Supplied records:

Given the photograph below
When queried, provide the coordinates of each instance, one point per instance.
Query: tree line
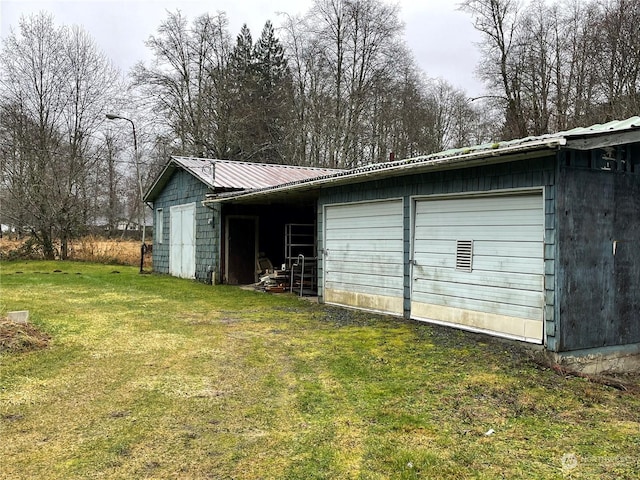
(335, 87)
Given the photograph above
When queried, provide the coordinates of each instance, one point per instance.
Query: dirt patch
(21, 337)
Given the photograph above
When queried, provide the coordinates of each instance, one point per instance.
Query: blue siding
(181, 189)
(538, 172)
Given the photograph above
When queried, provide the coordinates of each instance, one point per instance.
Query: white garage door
(363, 261)
(479, 264)
(182, 247)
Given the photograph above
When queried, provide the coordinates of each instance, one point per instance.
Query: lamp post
(142, 216)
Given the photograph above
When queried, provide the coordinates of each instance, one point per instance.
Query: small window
(158, 226)
(464, 255)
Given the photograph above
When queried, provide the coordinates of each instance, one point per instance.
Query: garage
(478, 263)
(182, 251)
(363, 255)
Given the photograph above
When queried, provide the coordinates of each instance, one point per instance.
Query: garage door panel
(358, 285)
(363, 259)
(500, 295)
(376, 221)
(521, 234)
(368, 267)
(367, 209)
(508, 264)
(489, 218)
(497, 279)
(503, 290)
(481, 306)
(362, 246)
(483, 248)
(365, 233)
(499, 203)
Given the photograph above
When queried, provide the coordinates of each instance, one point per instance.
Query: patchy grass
(149, 376)
(16, 337)
(86, 249)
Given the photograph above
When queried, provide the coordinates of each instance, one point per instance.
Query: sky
(441, 37)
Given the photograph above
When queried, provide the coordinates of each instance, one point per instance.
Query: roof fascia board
(484, 157)
(606, 139)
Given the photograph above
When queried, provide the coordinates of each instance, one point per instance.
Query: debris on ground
(21, 337)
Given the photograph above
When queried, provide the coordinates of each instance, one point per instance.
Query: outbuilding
(535, 239)
(218, 243)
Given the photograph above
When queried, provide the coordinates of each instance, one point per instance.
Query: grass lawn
(149, 376)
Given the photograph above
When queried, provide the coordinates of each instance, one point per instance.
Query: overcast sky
(440, 37)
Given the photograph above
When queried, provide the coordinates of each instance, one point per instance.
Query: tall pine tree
(262, 96)
(274, 96)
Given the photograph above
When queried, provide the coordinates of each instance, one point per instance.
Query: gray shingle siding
(184, 188)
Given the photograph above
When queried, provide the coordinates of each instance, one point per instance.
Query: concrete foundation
(598, 361)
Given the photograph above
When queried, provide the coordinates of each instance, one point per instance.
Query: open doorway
(241, 241)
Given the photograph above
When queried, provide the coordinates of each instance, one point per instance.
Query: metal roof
(458, 157)
(230, 175)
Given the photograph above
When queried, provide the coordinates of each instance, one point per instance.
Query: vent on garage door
(464, 255)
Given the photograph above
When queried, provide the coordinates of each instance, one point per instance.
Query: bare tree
(54, 88)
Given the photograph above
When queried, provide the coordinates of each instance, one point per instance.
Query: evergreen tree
(274, 96)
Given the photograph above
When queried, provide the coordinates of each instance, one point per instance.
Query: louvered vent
(464, 255)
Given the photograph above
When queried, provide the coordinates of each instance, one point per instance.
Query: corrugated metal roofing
(225, 175)
(455, 156)
(229, 174)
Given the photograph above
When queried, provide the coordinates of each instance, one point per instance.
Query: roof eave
(466, 160)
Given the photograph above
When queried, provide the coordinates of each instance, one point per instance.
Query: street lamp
(142, 216)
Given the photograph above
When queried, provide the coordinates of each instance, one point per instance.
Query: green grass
(149, 376)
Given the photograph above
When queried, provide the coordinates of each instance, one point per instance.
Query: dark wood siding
(598, 289)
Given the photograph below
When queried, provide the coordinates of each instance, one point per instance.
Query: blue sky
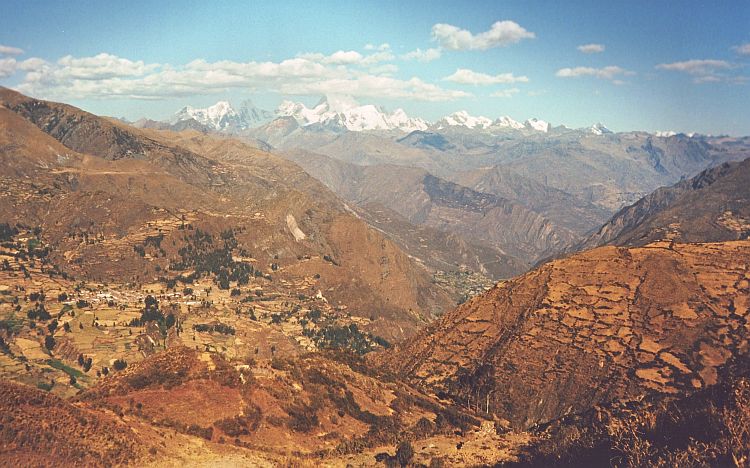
(681, 66)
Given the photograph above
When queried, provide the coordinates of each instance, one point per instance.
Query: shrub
(49, 342)
(404, 453)
(119, 364)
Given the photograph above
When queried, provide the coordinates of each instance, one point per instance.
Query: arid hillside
(712, 206)
(604, 325)
(99, 191)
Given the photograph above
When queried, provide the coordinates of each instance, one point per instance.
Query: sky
(633, 65)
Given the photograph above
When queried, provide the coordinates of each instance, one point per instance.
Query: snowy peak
(599, 129)
(507, 122)
(463, 119)
(223, 117)
(537, 124)
(344, 112)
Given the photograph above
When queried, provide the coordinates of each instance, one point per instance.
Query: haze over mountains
(205, 300)
(524, 191)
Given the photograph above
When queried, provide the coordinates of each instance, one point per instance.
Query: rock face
(712, 206)
(517, 234)
(608, 324)
(73, 173)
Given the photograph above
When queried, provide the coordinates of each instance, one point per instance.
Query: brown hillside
(40, 429)
(98, 189)
(603, 325)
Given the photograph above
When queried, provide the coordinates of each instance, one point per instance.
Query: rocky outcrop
(601, 326)
(712, 206)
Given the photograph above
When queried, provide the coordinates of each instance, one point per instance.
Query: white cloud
(381, 47)
(102, 66)
(350, 57)
(466, 76)
(375, 87)
(501, 34)
(696, 67)
(505, 93)
(591, 48)
(8, 50)
(702, 71)
(611, 73)
(427, 55)
(107, 76)
(383, 69)
(7, 67)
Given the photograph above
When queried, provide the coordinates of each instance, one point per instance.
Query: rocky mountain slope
(712, 206)
(97, 188)
(606, 325)
(515, 232)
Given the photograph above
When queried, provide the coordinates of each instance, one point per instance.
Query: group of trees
(152, 313)
(202, 255)
(345, 337)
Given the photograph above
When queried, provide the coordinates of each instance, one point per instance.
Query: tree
(49, 342)
(404, 453)
(120, 364)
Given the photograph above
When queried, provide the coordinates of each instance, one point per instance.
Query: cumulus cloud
(611, 73)
(591, 48)
(427, 55)
(8, 50)
(466, 76)
(501, 34)
(351, 57)
(381, 47)
(7, 67)
(102, 66)
(702, 71)
(505, 93)
(108, 76)
(375, 87)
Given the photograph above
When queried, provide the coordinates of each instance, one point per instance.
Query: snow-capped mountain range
(223, 117)
(342, 113)
(346, 113)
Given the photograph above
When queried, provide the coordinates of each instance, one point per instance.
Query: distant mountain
(344, 113)
(536, 124)
(462, 119)
(225, 118)
(712, 206)
(341, 113)
(606, 325)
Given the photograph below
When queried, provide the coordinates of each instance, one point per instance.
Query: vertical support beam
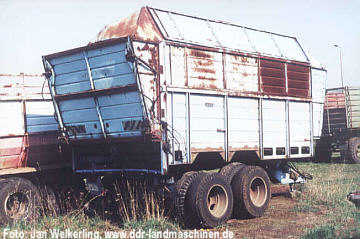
(224, 70)
(95, 97)
(261, 129)
(287, 120)
(188, 144)
(51, 85)
(286, 79)
(226, 136)
(311, 129)
(172, 125)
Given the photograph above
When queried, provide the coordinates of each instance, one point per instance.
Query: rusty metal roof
(155, 25)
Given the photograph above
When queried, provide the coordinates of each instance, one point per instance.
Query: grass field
(319, 210)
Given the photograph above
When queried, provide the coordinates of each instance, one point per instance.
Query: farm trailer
(30, 160)
(341, 125)
(169, 95)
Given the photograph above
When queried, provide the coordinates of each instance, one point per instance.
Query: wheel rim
(217, 200)
(16, 205)
(258, 192)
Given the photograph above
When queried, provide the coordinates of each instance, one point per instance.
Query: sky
(32, 28)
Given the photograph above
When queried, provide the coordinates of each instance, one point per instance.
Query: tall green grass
(326, 195)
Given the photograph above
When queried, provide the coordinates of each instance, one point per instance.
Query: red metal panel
(272, 75)
(334, 100)
(298, 80)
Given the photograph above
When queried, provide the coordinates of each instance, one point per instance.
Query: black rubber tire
(49, 201)
(182, 188)
(247, 179)
(198, 199)
(322, 152)
(230, 170)
(27, 191)
(354, 144)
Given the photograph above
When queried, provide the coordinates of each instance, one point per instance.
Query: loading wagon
(169, 95)
(31, 159)
(341, 125)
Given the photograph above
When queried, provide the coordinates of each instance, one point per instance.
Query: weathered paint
(216, 87)
(100, 111)
(139, 26)
(353, 101)
(28, 129)
(208, 32)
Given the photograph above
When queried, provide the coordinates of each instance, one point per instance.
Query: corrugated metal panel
(178, 66)
(274, 127)
(243, 124)
(299, 128)
(92, 116)
(178, 120)
(298, 77)
(318, 79)
(354, 107)
(317, 119)
(40, 116)
(219, 34)
(204, 69)
(241, 73)
(273, 77)
(207, 123)
(334, 119)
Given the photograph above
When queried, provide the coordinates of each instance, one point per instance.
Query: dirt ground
(279, 221)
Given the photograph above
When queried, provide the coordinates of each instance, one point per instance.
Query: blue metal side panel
(40, 116)
(119, 114)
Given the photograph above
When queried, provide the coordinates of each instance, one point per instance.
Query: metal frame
(95, 97)
(51, 85)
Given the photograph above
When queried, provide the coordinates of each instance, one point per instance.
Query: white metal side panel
(204, 69)
(318, 110)
(243, 124)
(40, 116)
(318, 80)
(178, 113)
(274, 126)
(241, 73)
(207, 124)
(300, 128)
(11, 118)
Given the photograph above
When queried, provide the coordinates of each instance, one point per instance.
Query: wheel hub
(217, 200)
(258, 192)
(16, 205)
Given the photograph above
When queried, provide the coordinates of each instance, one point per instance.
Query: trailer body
(28, 129)
(153, 92)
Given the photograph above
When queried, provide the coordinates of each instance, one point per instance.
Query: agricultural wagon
(341, 125)
(30, 157)
(170, 95)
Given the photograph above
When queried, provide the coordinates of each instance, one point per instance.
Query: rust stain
(207, 149)
(125, 27)
(200, 54)
(205, 70)
(244, 148)
(138, 26)
(206, 78)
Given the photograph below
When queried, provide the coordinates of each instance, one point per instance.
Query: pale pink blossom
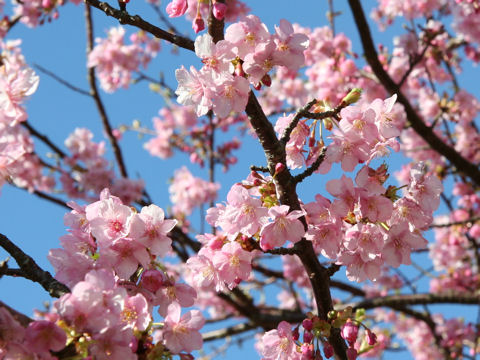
(233, 263)
(43, 336)
(278, 344)
(177, 8)
(246, 34)
(193, 89)
(285, 226)
(150, 228)
(180, 333)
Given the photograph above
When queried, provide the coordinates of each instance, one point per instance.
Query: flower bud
(352, 97)
(198, 25)
(219, 10)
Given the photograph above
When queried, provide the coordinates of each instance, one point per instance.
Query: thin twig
(96, 97)
(124, 18)
(32, 271)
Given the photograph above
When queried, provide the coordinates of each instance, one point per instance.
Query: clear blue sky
(35, 224)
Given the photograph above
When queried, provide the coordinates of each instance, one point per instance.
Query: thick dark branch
(395, 301)
(297, 117)
(316, 164)
(286, 187)
(32, 271)
(98, 101)
(23, 319)
(437, 144)
(124, 18)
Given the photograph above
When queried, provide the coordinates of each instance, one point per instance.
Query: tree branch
(98, 101)
(32, 271)
(461, 164)
(124, 18)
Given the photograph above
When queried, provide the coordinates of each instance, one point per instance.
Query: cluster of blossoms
(284, 342)
(108, 311)
(465, 16)
(245, 57)
(18, 162)
(115, 61)
(452, 253)
(365, 227)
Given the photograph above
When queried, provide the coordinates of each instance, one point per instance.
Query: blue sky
(59, 46)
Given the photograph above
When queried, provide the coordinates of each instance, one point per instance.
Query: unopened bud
(353, 96)
(198, 25)
(266, 80)
(279, 168)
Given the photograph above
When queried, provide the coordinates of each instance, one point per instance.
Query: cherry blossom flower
(180, 333)
(278, 344)
(285, 226)
(233, 263)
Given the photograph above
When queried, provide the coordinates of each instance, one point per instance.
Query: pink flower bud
(352, 354)
(46, 4)
(371, 337)
(177, 8)
(152, 280)
(266, 80)
(279, 168)
(328, 351)
(307, 336)
(307, 324)
(350, 332)
(198, 25)
(307, 351)
(239, 70)
(295, 334)
(219, 10)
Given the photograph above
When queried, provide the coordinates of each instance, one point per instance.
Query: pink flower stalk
(278, 344)
(350, 332)
(290, 46)
(219, 10)
(384, 118)
(193, 89)
(217, 56)
(243, 213)
(198, 24)
(401, 241)
(230, 95)
(233, 264)
(203, 273)
(150, 228)
(247, 34)
(285, 226)
(177, 8)
(170, 293)
(109, 220)
(425, 188)
(136, 312)
(15, 85)
(180, 333)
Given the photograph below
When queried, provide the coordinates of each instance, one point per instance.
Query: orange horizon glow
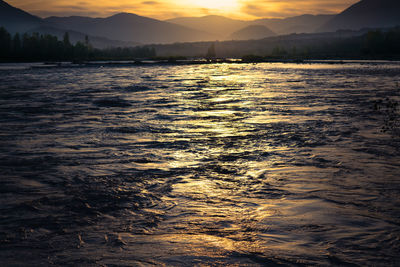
(163, 9)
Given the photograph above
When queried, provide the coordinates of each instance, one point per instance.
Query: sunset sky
(163, 9)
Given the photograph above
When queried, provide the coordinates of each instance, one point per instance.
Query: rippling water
(267, 164)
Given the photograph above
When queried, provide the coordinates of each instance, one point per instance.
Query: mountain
(298, 24)
(17, 20)
(252, 32)
(218, 25)
(131, 28)
(366, 14)
(74, 36)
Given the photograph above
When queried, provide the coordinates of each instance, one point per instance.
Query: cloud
(163, 9)
(275, 8)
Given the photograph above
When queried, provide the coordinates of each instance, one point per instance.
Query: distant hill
(298, 24)
(225, 27)
(17, 20)
(97, 42)
(131, 28)
(252, 32)
(220, 26)
(366, 14)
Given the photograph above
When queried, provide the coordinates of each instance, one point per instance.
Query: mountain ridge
(366, 14)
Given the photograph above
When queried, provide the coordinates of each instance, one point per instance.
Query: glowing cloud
(163, 9)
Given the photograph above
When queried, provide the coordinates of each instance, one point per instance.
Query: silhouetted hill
(218, 25)
(17, 20)
(298, 24)
(301, 45)
(224, 27)
(252, 32)
(97, 42)
(366, 14)
(130, 28)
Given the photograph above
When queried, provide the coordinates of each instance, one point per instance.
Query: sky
(163, 9)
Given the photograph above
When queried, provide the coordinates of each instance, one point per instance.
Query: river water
(227, 164)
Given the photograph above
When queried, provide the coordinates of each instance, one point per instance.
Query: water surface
(229, 164)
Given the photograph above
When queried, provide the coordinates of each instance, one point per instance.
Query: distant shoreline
(116, 63)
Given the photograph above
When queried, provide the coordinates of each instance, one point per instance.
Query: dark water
(239, 165)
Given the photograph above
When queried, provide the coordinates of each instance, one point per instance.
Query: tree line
(46, 47)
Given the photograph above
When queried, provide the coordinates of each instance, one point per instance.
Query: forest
(372, 44)
(39, 47)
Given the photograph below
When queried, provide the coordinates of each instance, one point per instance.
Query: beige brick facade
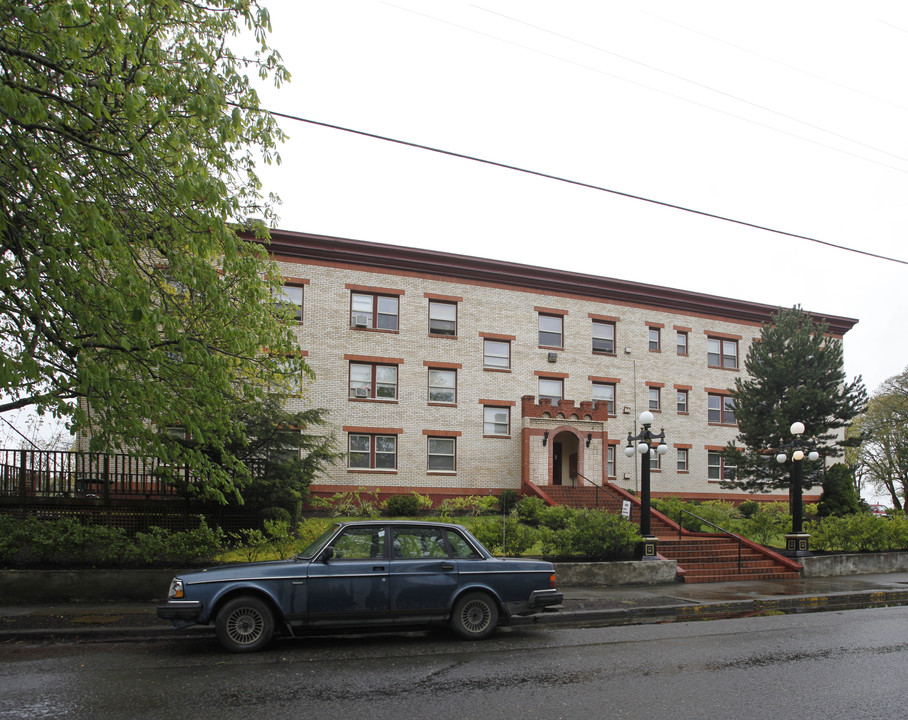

What to work on: Please copy exactly the lines from the one containing "Query: distant shoreline" through the last line of the records, both ends included, and leave out any pictures.

Solution to this exercise:
Query: distant shoreline
(116, 63)
Given the photograph above
When queried, provide the coordinates of each instance, one point per instance.
Query: dark water
(239, 165)
Given the photograph above
When queried, provide the coordinates of each instance, one point per instance.
Query: tree line
(46, 47)
Given the photograph above
When queried, provide the coordinates of each instance, one point per instance.
Query: forest
(372, 44)
(39, 47)
Given the photograph below
When queried, provide the coordinates of each instance, one point per instance.
Query: beige brick facade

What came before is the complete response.